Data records
■ ■ ■ ■

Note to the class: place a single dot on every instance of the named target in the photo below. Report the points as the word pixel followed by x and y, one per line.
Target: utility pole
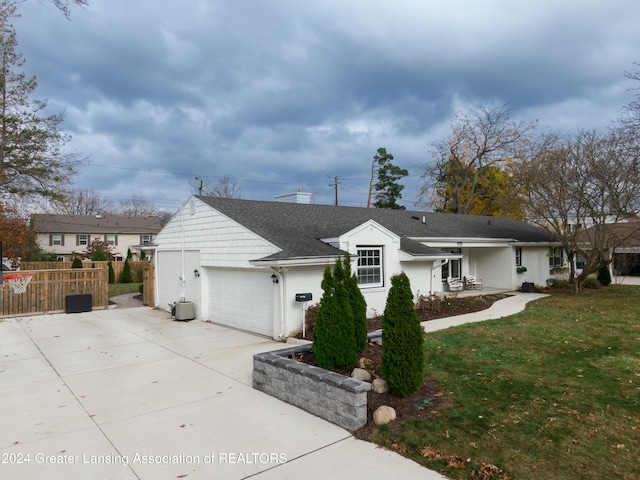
pixel 335 184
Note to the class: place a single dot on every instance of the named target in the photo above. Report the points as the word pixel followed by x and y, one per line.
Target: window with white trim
pixel 556 257
pixel 453 268
pixel 369 267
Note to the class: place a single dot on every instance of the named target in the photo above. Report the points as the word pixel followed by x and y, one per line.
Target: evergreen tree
pixel 358 306
pixel 388 190
pixel 333 336
pixel 125 277
pixel 112 274
pixel 402 343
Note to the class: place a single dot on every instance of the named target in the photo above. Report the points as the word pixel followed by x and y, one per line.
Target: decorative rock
pixel 360 374
pixel 384 414
pixel 379 385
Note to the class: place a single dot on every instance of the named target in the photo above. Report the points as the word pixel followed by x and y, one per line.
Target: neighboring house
pixel 68 235
pixel 243 262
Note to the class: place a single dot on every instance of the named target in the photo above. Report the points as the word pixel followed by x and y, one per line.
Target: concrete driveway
pixel 131 394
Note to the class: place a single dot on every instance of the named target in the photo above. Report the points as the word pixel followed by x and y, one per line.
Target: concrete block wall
pixel 339 399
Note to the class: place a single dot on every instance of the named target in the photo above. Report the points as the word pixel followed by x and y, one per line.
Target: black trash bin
pixel 528 287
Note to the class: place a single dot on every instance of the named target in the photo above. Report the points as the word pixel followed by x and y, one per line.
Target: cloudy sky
pixel 285 94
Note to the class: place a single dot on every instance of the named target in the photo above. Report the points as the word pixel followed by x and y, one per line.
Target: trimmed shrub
pixel 125 277
pixel 358 305
pixel 402 342
pixel 604 276
pixel 112 274
pixel 333 338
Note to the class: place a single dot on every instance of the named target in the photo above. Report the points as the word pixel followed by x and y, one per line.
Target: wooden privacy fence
pixel 48 289
pixel 137 266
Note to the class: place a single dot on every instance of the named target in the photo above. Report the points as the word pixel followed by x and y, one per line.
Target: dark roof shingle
pixel 298 228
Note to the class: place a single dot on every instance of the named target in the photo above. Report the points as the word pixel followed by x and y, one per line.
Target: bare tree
pixel 482 142
pixel 82 202
pixel 226 187
pixel 135 207
pixel 583 189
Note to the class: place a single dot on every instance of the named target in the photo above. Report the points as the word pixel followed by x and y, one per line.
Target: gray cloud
pixel 283 94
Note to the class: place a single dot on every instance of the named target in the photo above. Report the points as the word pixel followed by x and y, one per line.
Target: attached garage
pixel 241 298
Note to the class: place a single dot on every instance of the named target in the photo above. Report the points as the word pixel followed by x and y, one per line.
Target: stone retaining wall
pixel 339 399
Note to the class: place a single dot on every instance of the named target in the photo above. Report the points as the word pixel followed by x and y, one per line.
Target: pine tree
pixel 402 344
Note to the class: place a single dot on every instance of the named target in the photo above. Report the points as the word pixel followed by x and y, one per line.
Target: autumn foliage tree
pixel 472 168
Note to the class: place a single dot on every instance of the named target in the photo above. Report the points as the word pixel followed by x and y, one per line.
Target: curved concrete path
pixel 131 394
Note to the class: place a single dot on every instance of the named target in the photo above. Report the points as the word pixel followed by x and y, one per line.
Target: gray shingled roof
pixel 90 224
pixel 298 228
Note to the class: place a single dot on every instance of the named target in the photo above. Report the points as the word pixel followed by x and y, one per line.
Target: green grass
pixel 551 393
pixel 122 288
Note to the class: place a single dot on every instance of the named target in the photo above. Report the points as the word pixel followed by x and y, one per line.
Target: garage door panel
pixel 241 299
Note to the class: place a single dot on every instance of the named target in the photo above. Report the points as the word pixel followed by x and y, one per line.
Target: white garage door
pixel 242 299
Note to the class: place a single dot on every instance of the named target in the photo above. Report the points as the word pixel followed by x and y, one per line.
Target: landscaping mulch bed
pixel 429 398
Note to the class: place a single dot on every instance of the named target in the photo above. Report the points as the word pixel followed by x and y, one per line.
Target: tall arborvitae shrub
pixel 112 274
pixel 125 277
pixel 333 336
pixel 358 306
pixel 402 344
pixel 604 276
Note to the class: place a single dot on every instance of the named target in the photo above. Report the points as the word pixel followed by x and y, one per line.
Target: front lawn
pixel 551 393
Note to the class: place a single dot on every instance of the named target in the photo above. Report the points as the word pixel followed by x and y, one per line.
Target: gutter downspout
pixel 281 293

■ ■ ■ ■

• _EXERCISE DESCRIPTION_:
Copy out all of the material exactly as written, without its pictures.

• _RESULT OF THIS TASK_:
Note to the class: place a single dot on every instance of the named target in the photo below. Report the points as the word pixel followed by x and y, one per line.
Target: utility pole
pixel 335 184
Note to the class: place a single dot on every instance of the named target in the photo above. Report the points as the word pixel followed by x and y, one per line.
Target: window with white trim
pixel 556 257
pixel 453 268
pixel 369 267
Note to the class: place a single dot on every instance of the named target in the photo above. Report the points as the word pixel followed by x and y, one per line.
Target: evergreen tree
pixel 358 306
pixel 388 190
pixel 333 336
pixel 125 277
pixel 112 274
pixel 402 343
Note to the class: place a single dot on every instance of the named target in the photo above. Report the points as the word pixel followed by x and y, one per line.
Target: decorative rock
pixel 360 374
pixel 384 414
pixel 379 385
Note to the class: place a single dot on every instance of the named target in the photo above. Report the points as the word pixel followed by x and y, one per line.
Target: neighboring house
pixel 68 235
pixel 243 262
Note to the class: place a single dot on every instance of the named target in the photo above. Report the points as the word pixel followed by x and y, one per line.
Target: concrete driveway
pixel 131 394
Note to the class: place a single dot on every instance of the named target in the photo above. Report the points as the word pixel followed by x and y, one per line.
Target: concrete block wall
pixel 339 399
Note to the class: place a single dot on every instance of the named target in the photo above. Report the points as the word pixel followed by x and y, one per line.
Target: black trash bin
pixel 528 287
Note to the class: place a single dot on every instance of the named target in the photo above. Report the points as the word pixel followed by x and y, one per line.
Target: cloudy sky
pixel 285 94
Note to the class: place a single dot on every instance of the named target in the photo above. Report the points as the word pixel followed by x and y, one per line.
Target: trimmed shrub
pixel 125 277
pixel 358 305
pixel 402 342
pixel 604 276
pixel 112 274
pixel 333 338
Note to the class: place a single dot on every instance of the named target in the photo above. Report the points as the word pixel followed by x and y, one per line.
Target: wooden privacy fence
pixel 48 289
pixel 137 266
Note to the class: place a single dot on every instance of the named target in the photo above. Report the points as the word pixel followed by x and y, one per line.
Target: dark roof shingle
pixel 298 228
Note to the class: place a single dot on every instance of the named target in the photo above. Report the points as the word pixel followed by x and y, one per line.
Target: bare tree
pixel 482 142
pixel 82 202
pixel 226 187
pixel 135 207
pixel 583 189
Note to the class: place a single dot on every instance of the named target in the photo above. Report the points as the word pixel followed by x and y, one per line.
Target: gray cloud
pixel 283 94
Note to the class: place a single dot on every instance of the named target in the photo above. Report the points as the word pixel followed by x and y, one per line.
Target: attached garage
pixel 241 298
Note to the class: place a single dot on every instance of the named target in the photo above. Report the points as the word pixel followed by x and y, one per line.
Target: stone retaining wall
pixel 339 399
Note to the class: place a single dot on every instance of the named target in the photo above. Report the points as the word pixel followed by x and y, one per line.
Target: pine tree
pixel 402 344
Note to the class: place a single dot on every instance of the named target in the photo above. Report the points as the word pixel followed by x and y, one per line.
Target: autumn foliage tree
pixel 472 168
Note to the class: place a single dot on every instance of the named target in the photo above. Report the points as the word pixel followed by x and y, one per line.
Target: curved concrete path
pixel 131 394
Note to the class: place a single dot on every instance of the named target in the photo above. Report the points as the word pixel followed by x and y, one per line.
Target: gray shingled roof
pixel 90 224
pixel 298 228
Note to the class: place a single dot on every instance of the named target in the photo above. Report the points as the word pixel followed by x and y, one per line.
Target: green grass
pixel 551 393
pixel 122 288
Note to the class: place a single dot on every instance of the named target in the photo above. Report the points as the word pixel followed by x and y, one per line.
Target: garage door panel
pixel 241 299
Note to the class: place a single dot on every instance of the named target in the photo above. Report the points as the word pixel followed by x and y, one per line.
Target: white garage door
pixel 242 299
Note to the class: place a single dot on every instance of the named target in the photo above. Report the points as the word pixel followed by x and y, one per line.
Target: landscaping mulch bed
pixel 429 398
Note to the class: place a single dot on every instance of the named target in the photo above. Report the points as the word pixel followed by x and y, one per line.
Target: tall arborvitae shrub
pixel 112 274
pixel 125 277
pixel 333 336
pixel 358 306
pixel 402 344
pixel 604 276
Note to the class: place a single dot on every instance of the named target in the photo above. Report the points as the word pixel followed by x and y, one per line.
Target: front lawn
pixel 551 393
Note to the class: place a single dot on every instance of the named target in the photo above. Report the points as the word pixel followed by x and y, one per line.
Target: gutter downspout
pixel 281 293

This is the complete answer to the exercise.